阅读文段:
**********
关东军进攻锦州,恰逢国民政府内患剧烈之时。12月15日,蒋介石因两广派排斥而宣布下野,孙科内阁上台。孙科内阁与蒋介石不睦,亦视张学良为政敌。张氏之所以在对日和谈设立中立区问题上远较南京政府积极,且欲绕开南京自行与日方和谈,一个很重要的原因恐怕就在于害怕自己成为南京对日和谈的牺牲品——当时日本政友会总裁、与国民党人关系密切且力主中日亲善的犬养毅出任日本内阁总理大臣,预定出任行政院长的孙科在南京与其密使萱野长知展开谈判,双方曾秘密内定任命居正为东北政务委员会主席,居正到任后即商定日本撤兵事宜,同时改组东北各省行政组织,并按照日方要求查办张学良,解决中日两国间所有悬案。

张学良与蒋介石合影

但此一秘密协议,并未能取得日本军、政两界的认可,亦为张学良所侦知。张氏在日军大规模进攻锦州前夕,即无视蒋介石、顾维钧及南京政府的敦劝,执意将守备锦部队悄悄撤至关内,当与此不无关系。12月21日北平绥靖公署令第二军司令部命令称:“我军驻关外部队,近当日本来攻锦州,理应防御;但如目前政府方针未定,自不能以锦州之军固守,应使撤进关内,届时,以迁安、永平、滦河、昌黎为其驻地。”张氏不抵抗放弃锦州之意,已了然无疑;其26日致电南京声称“已有牺牲决心”,不过是外交辞令罢了。”

南京之援助不可仗恃,也是张学良对死守锦州无信心的缘故之一

对南京的援助无信心,也是张学良不愿死守锦州的原因之一。东北沦陷后,张学良在经济上和军事上蒙受重大损失,南京三次命其“死守锦州”,张氏则三次请援,虽有以援助胁迫南京之意,但东北军弹药不充裕,也是事实。南京曾于12月26日明确表示军援“迅即筹发”,29日又改称“款项械弹”补给“妥密交各主管机关迅速办理”,到31日,东北军尚无“无一弹一钱之助”。“东北军下级军官”亦以此声讨南京:“乃自一中全会开会之后,三次转电中央,请发弹药接济,无一应者,是中央抗日能力,仅于一纸电文,数张标语”(12月31日);“对东北前线将士之呼吁,迄无一弹一钱之助”。“六日以来,数电中央,请械请弹无应,请航空队救护队,亦无应。回视枪中炮中则弹药仅存数发,而中央所持为死守者,又只电文数纸……”(1月3日)奉命守备锦州的东北军将领荣臻更厉词批评:“中央不拨一分粮饷,不发一枪一弹,只在发命抗敌,显然有意徒令东北军牺牲,故置东北军于死地”。
**********
练习任务:
1 - 请把锦州弃守文段中以“但此一秘密协议”开头的那一段改写得更简短，保留其主要事实。
2 - 从锦州弃守文段的最后一句之后接着往下写。
后面的数据与作答无关，不必参考。

已知数据:
**********
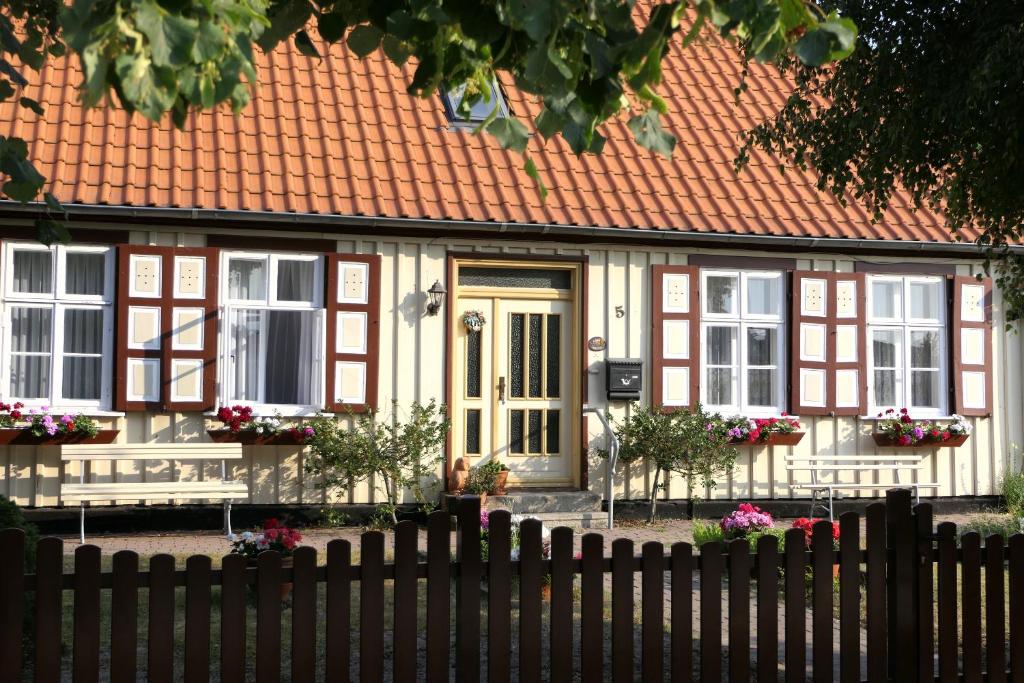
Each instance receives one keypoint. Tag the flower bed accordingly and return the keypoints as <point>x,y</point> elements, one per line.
**********
参考答案:
1 - 这份秘密协议没有得到日本军政两界认可，也被张学良侦知。因此，在日军大举进攻锦州前夕，张学良不顾蒋介石、顾维钧和南京政府的劝说，悄悄把守锦部队撤到关内。12月21日，北平绥靖公署命令第二军司令部：政府方针未定，不能固守锦州，部队撤入关内，驻扎迁安、永平、滦河、昌黎。可见他有意不抵抗而放弃锦州，26日致电南京称“已有牺牲决心”，只是外交辞令。

2 -
张学良对东北军内部辩解:“要玉碎不要瓦碎”

锦州之不抵抗,张氏不但须向国人交待,亦须给东北军将士一个解释。据东北军将领王化一1931年12月29日的日记记载:“汉公表示‘不为瓦碎’主张。他说如果是‘玉碎’还可以碎,要是瓦碎则不必。”所谓“玉碎”,是指全国抗战而言,所谓“瓦碎”,是指东北或锦州的单独抵抗而言。换言之,张学良坚持认为:只要南京国民政府一日未能发动对日全面抗战,则东北军一日不能誓死抗敌,决不“瓦碎”。张的这一“要玉碎不要瓦碎” 的不抵抗理论,在1932年汪精卫亲赴北平促其出兵抗日时,被再次提出,张拒绝汪的理由即是“政府(对全面抗战)是否具有坚决的决心,有无相当的准备”。“全面抗战”与否,成了张手里用来对付南京的一面极有效的盾牌。张氏这一“要玉碎不要瓦碎”的理念,其实在九·一八事变的第二天,就已明确说过:“我们军人的天职,守土有责,本应和他们一拚。不过日军不仅一个联队,它全国的兵力可以远远而来,绝非我一人及东北一隅之力所能应付……我们是主张抗战的,但必须全国抗战;如能全国抗战,东北军在最前线作战是义不容辞的……”“锦州撤退”时,张的观点仍未改变:“以东北一隅之兵敌强邻全国之力,强弱之势相去悬绝无论如何振奋亦必无侥幸之理”;也就是说单凭东北军的势力,根本无法与日本侵略者抵抗,孤军奋战其结果可能是全军覆火,为了保存实力只好放弃锦州。

张学良放弃锦州,在保存自身实力方面,还有更深层面的考虑。当时关内局势,韩复榘、阎锡山环窥东西,平津等地反张运动方兴未艾。有论者谓:设若张氏九一八之前未将东北军势力拓展至华北,则张氏多半势必率东北军奋起抵抗。但张氏既有华北为其根据地,则在对日抵抗问题上,不免多有犹疑。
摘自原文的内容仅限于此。